原文摘錄>
________

前言
作爲運維每天都需要關注主站的5xx,4xx情況以及那個接口的問題,之前的做法是通過nginx 本身的health模塊獲取當前訪問量然後分析之後寫入influxdb裏面,grafana用來讀取 5xx出圖,並且每分鐘把5xx寫入到openfalcon裏面作爲閾值報警但是這樣還是不是實時的,並且出現問題好要自己去過濾nginx日誌太麻煩。
第一版結構
所有的API日誌通過rsyslog 打到logserver上,然後部署 一個logstash對日誌目錄進行分析過過濾出5xx和做GEOIP替換寫入到es裏面,這麼做之後日常沒有出現大規模的問題還好,一旦出現突發的5xx或者4xx事件,就會造成寫入es的延時增大,這個時候快速報警系統從es裏面讀5xx和接口就會失效。
input {
file {
path => "/data/logs/nginx/*/One/*.log"
codec => json
discover_interval => "10"
close_older => "5"
sincedb_path => "/data/logs/.sincedb/.sincedb"
}
}
filter {
if [clientip] != "-" {
geoip {
source => "clientip"
target => "geoip"
database => "/usr/local/logstash-6.5.4/config/GeoIP2-City.mmdb"
add_field => [ "[geoip][coordinates]", "%{[geoip][longitude]}" ]
add_field => [ "[geoip][coordinates]", "%{[geoip][latitude]}" ]
}
mutate {
convert => [ "[geoip][coordinates]","float"]
}
}
}
output {
if [status] in ["500","502","404","401","403","499","504"] {
elasticsearch {
hosts => ["172.16.8.166:9200"]
index => "logstash-nginx-%{+YYYY.MM.dd}"
}
stdout {
codec => rubydebug
}
}
}
第二版結構
前端改爲filebeat全量去讀日誌,每小時日誌大概25G左右,(如果用filebeat官網的性能是跟不上的,後來在網上找到了一個優化過的filebeat,作者實測25MB/s的速度),後面接一個kafka集羣,創建了一個8分區的topic.然後後面掛2個logstash節點,通過下圖可以看到低峯期有8.5K的QPS,峯值大概有13K左右,證明filebeat完全能夠hold的住當前的數據量,那麼如果再有延時的情況,只需要增加logstash節點和es節點就足夠了,擴容很方便,目前2個logstash的讀取能夠完全hold住
filebeat的配置,之前也嘗試過filebeat直接寫多個logstash結果發現性能還沒第一版好
filebeat.registry_file: "/srv/registry"
filebeat.spool_size: 25000
filebeat.publish_async : true
filebeat.queue_size: 10000
filebeat.prospectors:
- input_type: log
paths:
- /data/logs/nginx/*/One/*.log
scan_frequency: 1s
tail_files: true
idle_timeout: 5s
json.keys_under_root: true
json.overwrite_keys: true
harvester_buffer_size: 409600
enabled: true
output.kafka:
hosts: ["in-prod-common-uploadmonitor-1:9092"]
topic: "nginxAccessLog"

________

任務要求>
[1] 請列出 nginx 日誌報警摘錄裡，第一版 logstash 配置的 output 判斷條件中寫到的所有狀態碼。
[2] 從 nginx 日誌報警摘錄的最後一行往下，續寫後面的內容。

已知資訊>
________

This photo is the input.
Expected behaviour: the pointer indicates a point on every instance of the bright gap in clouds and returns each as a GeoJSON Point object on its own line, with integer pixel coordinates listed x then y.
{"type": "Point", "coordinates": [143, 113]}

________

任務結果>
[1] 500、502、404、401、403、499、504

[2]
enabled: true
logstash配置
input {
kafka {
bootstrap_servers => "in-prod-common-uploadmonitor-1:9092"
client_id => "logstash_nginx_log_group1"
group_id => "logstash_nginx_log_group"
consumer_threads => 2
decorate_events => true
topics => ["nginxAccessLog"]
codec => "json"
}
}
filter {
if [clientip] != "-" {
geoip {
source => "clientip"
target => "geoip"
database => "/usr/local/logstash/config/GeoIP2-City.mmdb"
add_field => [ "[geoip][coordinates]", "%{[geoip][longitude]}" ]
add_field => [ "[geoip][coordinates]", "%{[geoip][latitude]}" ]
}
mutate {
convert => [ "[geoip][coordinates]","float"]
}
}
}
output {
if [status] in ["500","502","404","401","403","499"] {
elasticsearch {
hosts => ["172.16.8.166:9200"]
index => "logstash-nginx-%{+YYYY.MM.dd}"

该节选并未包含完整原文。